- **Text excerpt**
--

Compounds of hydrogen and pnictogens
Combined with hydrogen, every element classified as an pnictogen can form hydrides of the general formula XH3. In addition, phosphorus and nitrogen form X2H4 compounds. There is also one exceptional nitrogen hydride: HN3, referred to as hydrogen azide. The most popular XH3 hydrides include ammonia, phosphane, arsane, stibane and bismuthane. They are highly volatile substances that are present as colourless gases. They are often characterised by a distinct, unpleasant odour. All pnictogen hydrides, except ammonia, are formed by endothermic processes. The molecules of trihydrides have a pyramidal shape and the atom of the pnictogen has sp3 hybridisation.
Compounds of hydrogen and boron
Boron and hydrogen form a number of compounds with specific chemical and structural properties, called boranes. Most of them can be represented by the general formula BnHn+4 or BnHn+6; there is no simple borate of the formula BH3.
Compounds of hydrogen and alkaline earth metals
All alkaline earth metals combined with hydrogen form hydrides of the general formula XH2. The basic example of that group of compounds is beryllium hydride BeH2, which is produced in an ether solution with the use of BeCl2 and LiH as reactants. Beryllium hydride is colourless and hardly volatile. At 570 K, it decomposes into its elements. It reacts very easily with water. In its lattice, there are polymeric chains where the beryllium atom is linked by three-centre covalent bonds Be-H-Be. Another example of hydrides from that group is magnesium hydride, which is obtained by direct synthesis from its elements at an increased hydrogen pressure. It easily decomposes into its elements when heated. Other examples, that is, calcium, strontium and barium hydrides belong to the saline hydrides. In terms of industrial use, the most important one is CaH2, which is obtained by direct synthesis from its elements at an elevated temperature of around 670 K.
Alkaline metal hydrides
These are MH-type compounds that are produced by direct reactions between hydrogen and metals at elevated temperatures. As typical saline hydrides, they have ionic structure with the characteristic H– anion. At room temperature, alkaline metal hydrides are colourless solids that form lattices similar to sodium chloride. The highest stability, up to 720 K, is shown by lithium hydride.

--

- **Records provided**
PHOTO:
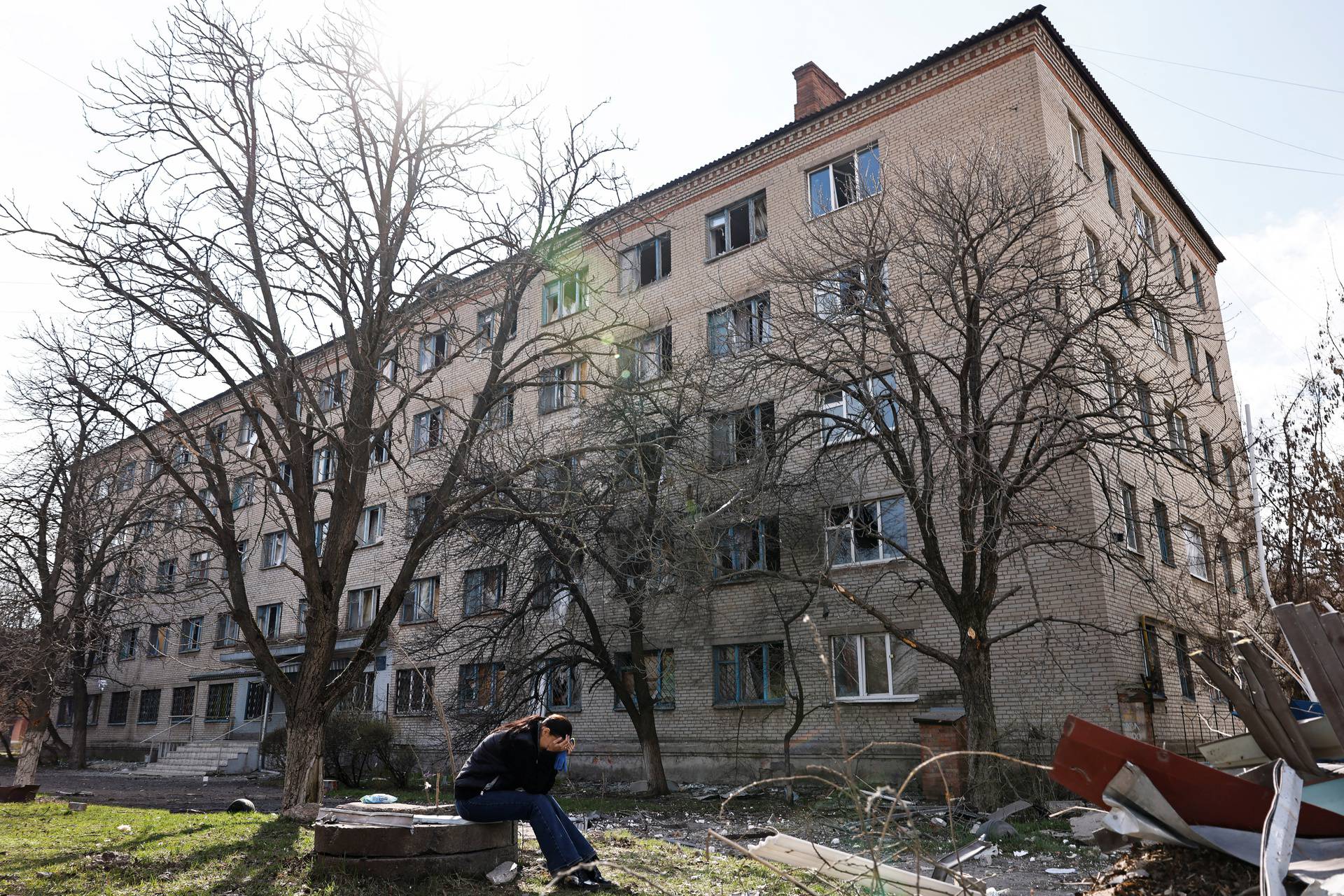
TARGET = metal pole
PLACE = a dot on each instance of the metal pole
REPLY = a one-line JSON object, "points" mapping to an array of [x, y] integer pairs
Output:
{"points": [[1260, 546]]}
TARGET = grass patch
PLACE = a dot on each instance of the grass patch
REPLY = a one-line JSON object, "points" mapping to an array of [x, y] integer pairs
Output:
{"points": [[46, 849]]}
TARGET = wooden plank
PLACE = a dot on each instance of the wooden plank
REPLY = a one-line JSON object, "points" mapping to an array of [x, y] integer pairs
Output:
{"points": [[1089, 757], [1242, 704], [1269, 695], [1326, 679], [841, 865], [1241, 751]]}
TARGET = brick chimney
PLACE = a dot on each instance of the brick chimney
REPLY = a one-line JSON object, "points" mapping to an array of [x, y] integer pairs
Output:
{"points": [[816, 90]]}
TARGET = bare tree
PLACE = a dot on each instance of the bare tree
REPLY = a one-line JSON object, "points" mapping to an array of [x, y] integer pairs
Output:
{"points": [[276, 229], [969, 344], [67, 505], [1303, 484]]}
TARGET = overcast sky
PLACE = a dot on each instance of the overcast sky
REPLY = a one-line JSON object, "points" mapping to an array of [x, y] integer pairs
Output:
{"points": [[687, 83]]}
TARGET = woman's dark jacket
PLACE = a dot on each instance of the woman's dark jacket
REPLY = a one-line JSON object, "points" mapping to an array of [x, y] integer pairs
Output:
{"points": [[507, 761]]}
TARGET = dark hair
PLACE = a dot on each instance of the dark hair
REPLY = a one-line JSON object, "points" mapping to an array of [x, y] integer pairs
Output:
{"points": [[555, 723]]}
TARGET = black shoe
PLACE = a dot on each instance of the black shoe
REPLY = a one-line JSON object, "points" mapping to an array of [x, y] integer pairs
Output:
{"points": [[575, 880], [594, 875]]}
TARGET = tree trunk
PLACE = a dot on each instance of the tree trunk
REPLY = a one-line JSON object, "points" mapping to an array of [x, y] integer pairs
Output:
{"points": [[302, 760], [648, 732], [80, 723], [986, 782], [30, 752]]}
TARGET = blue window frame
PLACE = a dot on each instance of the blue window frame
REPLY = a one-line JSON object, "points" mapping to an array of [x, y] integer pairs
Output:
{"points": [[561, 688], [659, 668], [749, 675], [748, 546]]}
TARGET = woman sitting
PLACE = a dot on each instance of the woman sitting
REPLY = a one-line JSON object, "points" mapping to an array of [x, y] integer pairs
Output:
{"points": [[510, 778]]}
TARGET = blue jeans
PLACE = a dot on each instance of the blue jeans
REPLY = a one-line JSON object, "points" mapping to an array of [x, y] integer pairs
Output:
{"points": [[562, 843]]}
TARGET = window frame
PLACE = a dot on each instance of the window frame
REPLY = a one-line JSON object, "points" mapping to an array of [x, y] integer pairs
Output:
{"points": [[428, 429], [757, 225], [737, 660], [632, 264], [366, 601], [724, 335], [860, 669], [269, 618], [1196, 550], [553, 293], [414, 608], [496, 571], [859, 190], [273, 548], [765, 542], [885, 542], [838, 407]]}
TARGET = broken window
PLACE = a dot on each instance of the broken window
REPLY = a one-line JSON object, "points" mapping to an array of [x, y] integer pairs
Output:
{"points": [[866, 532], [483, 590], [1144, 225], [749, 673], [741, 326], [644, 264], [360, 609], [851, 289], [737, 226], [183, 703], [1164, 533], [1183, 672], [428, 429], [659, 672], [562, 386], [748, 546], [565, 296], [433, 351], [268, 620], [419, 605], [1196, 551], [1129, 501], [413, 690], [848, 412], [874, 666], [844, 181], [1152, 659], [273, 548], [480, 685], [561, 688], [742, 435], [332, 391], [148, 713], [647, 358]]}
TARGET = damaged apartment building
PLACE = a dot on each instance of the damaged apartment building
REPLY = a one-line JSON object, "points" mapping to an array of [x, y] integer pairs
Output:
{"points": [[178, 672]]}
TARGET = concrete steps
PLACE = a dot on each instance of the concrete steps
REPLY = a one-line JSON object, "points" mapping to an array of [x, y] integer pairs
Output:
{"points": [[204, 758]]}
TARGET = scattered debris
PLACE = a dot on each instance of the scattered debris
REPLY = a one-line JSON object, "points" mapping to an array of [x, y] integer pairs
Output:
{"points": [[109, 859], [503, 874], [834, 862]]}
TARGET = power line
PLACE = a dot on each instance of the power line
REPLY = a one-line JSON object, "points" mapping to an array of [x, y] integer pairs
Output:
{"points": [[1256, 267], [1222, 121], [1259, 164], [1222, 71], [54, 78]]}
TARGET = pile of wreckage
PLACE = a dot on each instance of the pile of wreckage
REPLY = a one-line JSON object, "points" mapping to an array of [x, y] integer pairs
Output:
{"points": [[1272, 797]]}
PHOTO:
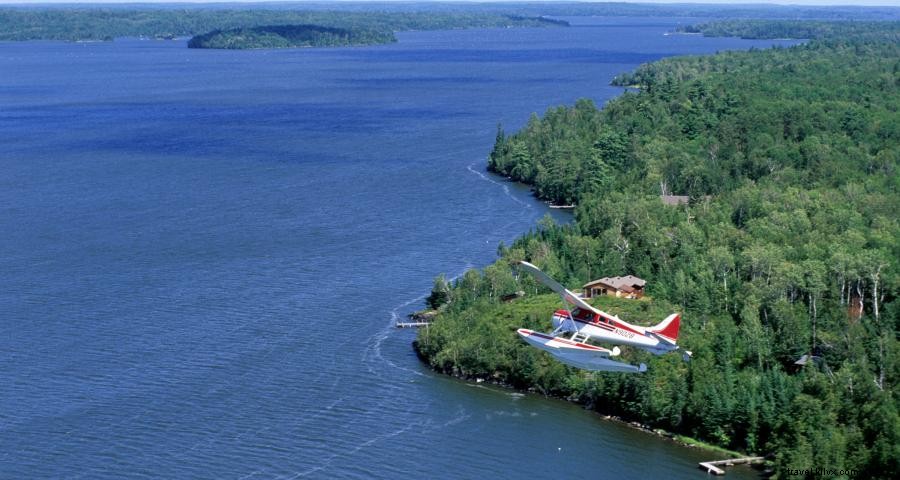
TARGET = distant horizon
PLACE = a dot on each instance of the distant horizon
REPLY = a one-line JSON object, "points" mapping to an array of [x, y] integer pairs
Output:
{"points": [[796, 3]]}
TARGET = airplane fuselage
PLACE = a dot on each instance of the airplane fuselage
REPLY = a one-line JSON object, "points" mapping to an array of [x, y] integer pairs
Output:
{"points": [[607, 328]]}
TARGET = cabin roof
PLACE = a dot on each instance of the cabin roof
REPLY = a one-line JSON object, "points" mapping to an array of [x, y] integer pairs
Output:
{"points": [[628, 283], [675, 199]]}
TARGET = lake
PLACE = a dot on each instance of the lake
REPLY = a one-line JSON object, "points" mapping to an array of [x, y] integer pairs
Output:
{"points": [[204, 252]]}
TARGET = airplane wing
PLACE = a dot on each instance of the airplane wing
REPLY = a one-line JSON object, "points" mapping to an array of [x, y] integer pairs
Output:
{"points": [[556, 287]]}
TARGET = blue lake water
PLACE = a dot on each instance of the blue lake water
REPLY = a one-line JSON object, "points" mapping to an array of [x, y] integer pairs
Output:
{"points": [[203, 252]]}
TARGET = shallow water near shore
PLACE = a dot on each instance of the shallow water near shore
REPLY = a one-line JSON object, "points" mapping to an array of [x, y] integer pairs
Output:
{"points": [[204, 253]]}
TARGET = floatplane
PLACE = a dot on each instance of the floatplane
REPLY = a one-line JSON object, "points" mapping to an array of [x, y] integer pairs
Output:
{"points": [[573, 329]]}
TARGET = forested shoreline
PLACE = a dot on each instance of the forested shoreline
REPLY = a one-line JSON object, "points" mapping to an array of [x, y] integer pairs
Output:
{"points": [[787, 247], [289, 36], [107, 23]]}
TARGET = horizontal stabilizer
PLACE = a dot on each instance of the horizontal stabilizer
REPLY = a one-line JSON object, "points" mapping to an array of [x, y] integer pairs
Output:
{"points": [[667, 330]]}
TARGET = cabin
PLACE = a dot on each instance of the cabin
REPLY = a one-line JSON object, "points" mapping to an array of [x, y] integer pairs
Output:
{"points": [[675, 200], [628, 286]]}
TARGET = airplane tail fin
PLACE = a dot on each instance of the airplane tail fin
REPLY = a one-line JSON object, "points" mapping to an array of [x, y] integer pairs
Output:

--

- **Problem 1**
In the text on hydrogen compounds, at what temperature does beryllium hydride decompose into its elements?
- **Problem 2**
Rewrite the part of the text on hydrogen compounds that begins at the words "Compounds of hydrogen and pnictogens" and stops after "has sp3 hybridisation.", putting "NH3" in place of "ammonia" wherever it occurs.

- **Full answer 1**
At 570 K.

- **Full answer 2**
Compounds of hydrogen and pnictogens
Combined with hydrogen, every element classified as an pnictogen can form hydrides of the general formula XH3. In addition, phosphorus and nitrogen form X2H4 compounds. There is also one exceptional nitrogen hydride: HN3, referred to as hydrogen azide. The most popular XH3 hydrides include NH3, phosphane, arsane, stibane and bismuthane. They are highly volatile substances that are present as colourless gases. They are often characterised by a distinct, unpleasant odour. All pnictogen hydrides, except NH3, are formed by endothermic processes. The molecules of trihydrides have a pyramidal shape and the atom of the pnictogen has sp3 hybridisation.